● PAGE TEXT

Single by Jana Kramer

from the album Thirty One
- Released: June 9, 2014
- Genre: Country
- Length: 3:26
- Label: Warner Music Nashville
- Songwriters: Catt Gravitt; Jimmy Robbins;
- Producer: Scott Hendricks

Jana Kramer singles chronology
| "I Hope It Rains" (2013) | "Love" (2014) | "I Got the Boy" (2015) |

Music video
- "Love" on YouTube

= Love (Jana Kramer song) =

"Love" is a song recorded by American country music artist Jana Kramer from her second studio album, Thirty One (2015). The song was written by Catt Gravitt and Jimmy Robbins, and produced by Scott Hendricks. It was released on June 9, 2014 as the album's first single.

==Music video==
The music video was directed by Ryan Lassan and premiered in June 2014. Kramer filmed the video in Honduras along with her charity, Hearts2Honduras, which helps bring English tutors to Honduras, as well as helping to house and feed Hondurans. When speaking of her song "Love", Kramer said, "I’m just focused now on spreading love", and that "...there’s so much hate in the world, and I don’t think we focus on the love in the world enough...There really is a lot of love out there and I think if we spotlight that more, people will have more love in their lives in general.”

Stored entries

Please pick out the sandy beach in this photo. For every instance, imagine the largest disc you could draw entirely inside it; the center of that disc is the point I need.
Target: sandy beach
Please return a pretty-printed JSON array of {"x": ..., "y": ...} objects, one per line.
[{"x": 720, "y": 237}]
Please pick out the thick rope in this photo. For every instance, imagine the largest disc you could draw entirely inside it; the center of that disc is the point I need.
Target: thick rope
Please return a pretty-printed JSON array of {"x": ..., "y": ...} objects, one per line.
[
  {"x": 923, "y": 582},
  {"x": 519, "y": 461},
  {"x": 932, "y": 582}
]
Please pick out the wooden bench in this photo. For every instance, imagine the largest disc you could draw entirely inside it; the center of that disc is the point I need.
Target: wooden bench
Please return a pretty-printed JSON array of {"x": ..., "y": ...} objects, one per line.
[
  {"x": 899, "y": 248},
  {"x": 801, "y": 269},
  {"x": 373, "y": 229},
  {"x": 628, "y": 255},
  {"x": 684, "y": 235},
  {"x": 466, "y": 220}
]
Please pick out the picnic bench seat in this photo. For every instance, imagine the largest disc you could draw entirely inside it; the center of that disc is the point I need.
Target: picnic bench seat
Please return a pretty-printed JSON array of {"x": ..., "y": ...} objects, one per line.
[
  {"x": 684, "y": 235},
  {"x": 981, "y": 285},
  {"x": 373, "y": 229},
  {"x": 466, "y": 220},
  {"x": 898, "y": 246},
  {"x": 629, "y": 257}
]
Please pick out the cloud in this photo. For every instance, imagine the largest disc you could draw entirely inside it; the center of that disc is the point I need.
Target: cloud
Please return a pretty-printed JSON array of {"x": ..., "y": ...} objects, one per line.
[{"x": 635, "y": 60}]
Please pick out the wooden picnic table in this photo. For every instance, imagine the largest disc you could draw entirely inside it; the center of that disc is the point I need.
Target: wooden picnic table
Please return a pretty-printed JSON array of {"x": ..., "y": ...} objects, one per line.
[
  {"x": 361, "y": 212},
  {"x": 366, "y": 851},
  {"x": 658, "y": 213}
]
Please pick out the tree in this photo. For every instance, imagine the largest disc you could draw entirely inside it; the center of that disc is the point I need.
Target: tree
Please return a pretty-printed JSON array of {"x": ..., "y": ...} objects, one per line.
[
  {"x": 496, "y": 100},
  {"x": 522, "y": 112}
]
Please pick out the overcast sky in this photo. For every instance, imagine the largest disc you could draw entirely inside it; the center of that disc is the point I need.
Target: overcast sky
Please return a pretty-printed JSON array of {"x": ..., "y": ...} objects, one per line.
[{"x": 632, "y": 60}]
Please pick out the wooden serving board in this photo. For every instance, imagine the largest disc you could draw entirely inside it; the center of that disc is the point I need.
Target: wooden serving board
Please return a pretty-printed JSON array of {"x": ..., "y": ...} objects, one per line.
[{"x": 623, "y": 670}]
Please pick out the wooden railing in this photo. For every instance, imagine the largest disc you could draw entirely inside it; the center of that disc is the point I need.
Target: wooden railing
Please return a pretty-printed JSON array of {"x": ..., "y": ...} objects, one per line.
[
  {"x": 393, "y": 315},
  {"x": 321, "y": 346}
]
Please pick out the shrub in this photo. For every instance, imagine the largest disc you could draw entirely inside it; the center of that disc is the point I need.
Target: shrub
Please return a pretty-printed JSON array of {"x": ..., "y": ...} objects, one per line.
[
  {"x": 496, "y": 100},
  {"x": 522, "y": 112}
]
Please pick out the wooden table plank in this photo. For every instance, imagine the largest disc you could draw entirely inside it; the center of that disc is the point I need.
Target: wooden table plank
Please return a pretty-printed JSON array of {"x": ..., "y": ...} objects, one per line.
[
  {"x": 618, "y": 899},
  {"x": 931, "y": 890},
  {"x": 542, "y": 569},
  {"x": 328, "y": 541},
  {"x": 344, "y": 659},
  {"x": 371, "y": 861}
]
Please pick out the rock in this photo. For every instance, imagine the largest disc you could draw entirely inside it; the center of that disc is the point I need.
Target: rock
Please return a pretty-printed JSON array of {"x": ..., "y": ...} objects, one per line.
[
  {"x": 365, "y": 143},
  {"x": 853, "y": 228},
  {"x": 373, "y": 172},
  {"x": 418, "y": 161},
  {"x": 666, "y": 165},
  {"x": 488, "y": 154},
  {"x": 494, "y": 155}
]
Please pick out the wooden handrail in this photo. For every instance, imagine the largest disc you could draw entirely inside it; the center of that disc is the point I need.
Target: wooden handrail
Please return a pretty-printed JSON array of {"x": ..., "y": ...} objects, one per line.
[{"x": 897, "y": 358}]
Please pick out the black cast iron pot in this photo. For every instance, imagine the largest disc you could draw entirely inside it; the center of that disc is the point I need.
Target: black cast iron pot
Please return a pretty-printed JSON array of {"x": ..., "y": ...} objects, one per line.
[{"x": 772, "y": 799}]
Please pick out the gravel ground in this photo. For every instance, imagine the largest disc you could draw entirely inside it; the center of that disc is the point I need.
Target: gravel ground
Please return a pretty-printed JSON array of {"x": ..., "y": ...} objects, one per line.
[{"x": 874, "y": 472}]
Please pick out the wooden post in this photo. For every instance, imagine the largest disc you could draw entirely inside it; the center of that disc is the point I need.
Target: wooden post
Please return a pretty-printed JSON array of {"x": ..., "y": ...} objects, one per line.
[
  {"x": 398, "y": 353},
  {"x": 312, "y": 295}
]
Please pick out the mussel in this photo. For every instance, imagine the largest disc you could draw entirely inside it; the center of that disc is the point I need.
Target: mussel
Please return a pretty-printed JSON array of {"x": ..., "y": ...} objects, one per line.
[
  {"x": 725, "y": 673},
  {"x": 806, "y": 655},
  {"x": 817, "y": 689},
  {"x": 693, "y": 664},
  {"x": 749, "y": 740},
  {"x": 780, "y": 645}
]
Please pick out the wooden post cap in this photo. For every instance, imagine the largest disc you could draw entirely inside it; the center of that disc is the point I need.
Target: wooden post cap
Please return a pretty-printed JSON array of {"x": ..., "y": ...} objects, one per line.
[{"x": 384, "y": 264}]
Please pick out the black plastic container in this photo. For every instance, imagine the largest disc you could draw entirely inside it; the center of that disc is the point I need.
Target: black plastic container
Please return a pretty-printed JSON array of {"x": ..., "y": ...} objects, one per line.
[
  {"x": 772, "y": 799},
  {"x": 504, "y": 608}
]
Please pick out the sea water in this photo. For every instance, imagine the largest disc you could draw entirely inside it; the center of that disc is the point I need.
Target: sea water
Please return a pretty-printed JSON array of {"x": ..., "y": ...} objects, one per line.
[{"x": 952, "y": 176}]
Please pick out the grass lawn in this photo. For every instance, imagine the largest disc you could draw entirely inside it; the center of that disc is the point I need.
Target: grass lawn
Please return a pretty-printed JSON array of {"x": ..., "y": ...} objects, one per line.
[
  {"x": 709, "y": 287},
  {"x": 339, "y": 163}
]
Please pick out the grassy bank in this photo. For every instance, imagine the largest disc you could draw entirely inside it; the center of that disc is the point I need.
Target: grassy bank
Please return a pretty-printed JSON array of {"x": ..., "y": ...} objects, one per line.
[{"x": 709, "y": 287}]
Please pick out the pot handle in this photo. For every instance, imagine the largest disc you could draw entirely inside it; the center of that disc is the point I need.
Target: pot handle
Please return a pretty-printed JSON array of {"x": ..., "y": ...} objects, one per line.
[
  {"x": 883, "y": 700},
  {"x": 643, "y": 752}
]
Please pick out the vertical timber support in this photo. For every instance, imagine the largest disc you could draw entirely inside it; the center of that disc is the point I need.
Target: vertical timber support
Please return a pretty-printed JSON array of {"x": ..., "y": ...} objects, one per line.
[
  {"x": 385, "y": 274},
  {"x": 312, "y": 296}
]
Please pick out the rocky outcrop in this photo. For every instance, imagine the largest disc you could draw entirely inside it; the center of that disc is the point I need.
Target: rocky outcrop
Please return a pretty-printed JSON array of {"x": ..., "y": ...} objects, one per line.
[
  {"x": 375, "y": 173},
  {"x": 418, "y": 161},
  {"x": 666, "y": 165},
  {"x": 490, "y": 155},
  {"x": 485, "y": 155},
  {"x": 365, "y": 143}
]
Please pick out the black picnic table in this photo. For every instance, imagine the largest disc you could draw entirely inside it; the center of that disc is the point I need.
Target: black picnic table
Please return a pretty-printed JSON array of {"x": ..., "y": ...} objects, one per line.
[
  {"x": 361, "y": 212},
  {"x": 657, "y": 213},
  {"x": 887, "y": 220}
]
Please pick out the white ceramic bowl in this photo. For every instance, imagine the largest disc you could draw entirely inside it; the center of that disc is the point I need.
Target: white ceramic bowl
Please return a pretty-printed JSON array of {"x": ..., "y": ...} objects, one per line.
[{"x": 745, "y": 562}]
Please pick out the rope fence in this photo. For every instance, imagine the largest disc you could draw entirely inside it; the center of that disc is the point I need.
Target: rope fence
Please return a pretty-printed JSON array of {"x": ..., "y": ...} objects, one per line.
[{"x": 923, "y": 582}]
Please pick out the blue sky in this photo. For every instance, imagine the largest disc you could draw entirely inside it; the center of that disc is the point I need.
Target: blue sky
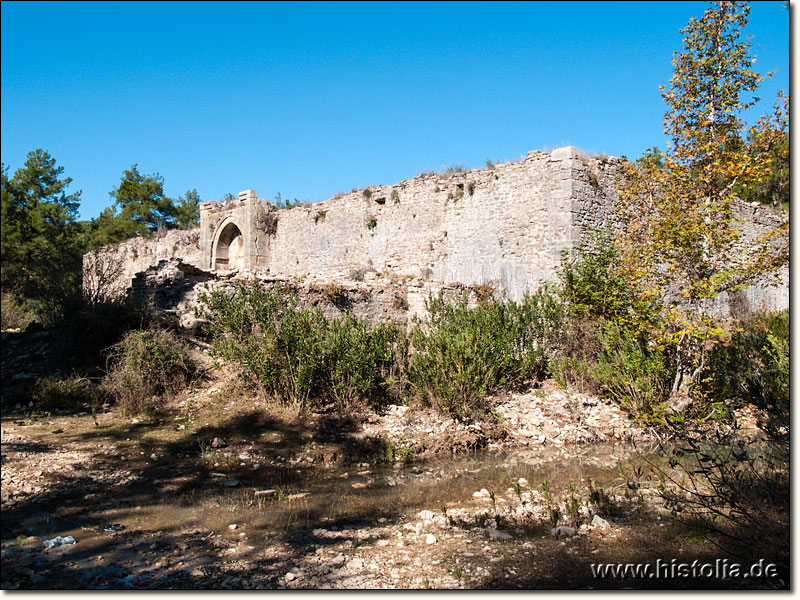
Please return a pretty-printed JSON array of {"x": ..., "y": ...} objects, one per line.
[{"x": 313, "y": 99}]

● JOBS
(a) From the text about the song "Love," translate the sentence "It was released on June 9, 2014 as the album's first single." into Spanish.
(b) In the rows, rename "photo" to "image" throughout the stretch from the line containing "Please pick out the rocky" through the end of the rows, and give that stretch again with everything else unchanged. Leave the pictures out.

● SOLVED TASKS
(a) Fue lanzada el 9 de junio de 2014 como el primer sencillo del álbum.

(b)
Please pick out the rocky outcrop in this image. For every instance, imagine the largest disc you could draw entirely inside it; the center of that disc is the point I need.
Target: rocky outcrop
Please return a pretty-printed JSON array of {"x": ..., "y": ...} objects, one per line.
[
  {"x": 375, "y": 173},
  {"x": 418, "y": 161},
  {"x": 666, "y": 165},
  {"x": 490, "y": 155},
  {"x": 485, "y": 155},
  {"x": 365, "y": 143}
]
Please pick out the black picnic table in this image. For every instance, imagine the largest disc you could draw entirely inside it; the center of that disc is the point I need.
Target: black picnic table
Please return a pretty-printed JSON array of {"x": ..., "y": ...} objects, one per line.
[
  {"x": 361, "y": 212},
  {"x": 657, "y": 213},
  {"x": 887, "y": 220}
]
Please pick out the white ceramic bowl in this image. For every instance, imagine the largest disc you could draw entirely inside it; the center of that disc is the point I need.
Target: white ceramic bowl
Please return a pretty-printed JSON array of {"x": ..., "y": ...} objects, one per line.
[{"x": 745, "y": 562}]
Please pick out the rope fence in this image. For every instance, imagine the largest disc you could draw entirely inside it; the center of that disc is the point I need.
Target: rope fence
Please return a pretty-printed JSON array of {"x": ..., "y": ...} objects, one per line.
[{"x": 923, "y": 582}]
Please pick out the blue sky in this image. For every instance, imagine the largest disc you could draw entirely inside it; the center of that disc is the point I need.
Target: blue sky
Please return a pretty-printed JSON array of {"x": ..., "y": ...} objects, one per line.
[{"x": 313, "y": 99}]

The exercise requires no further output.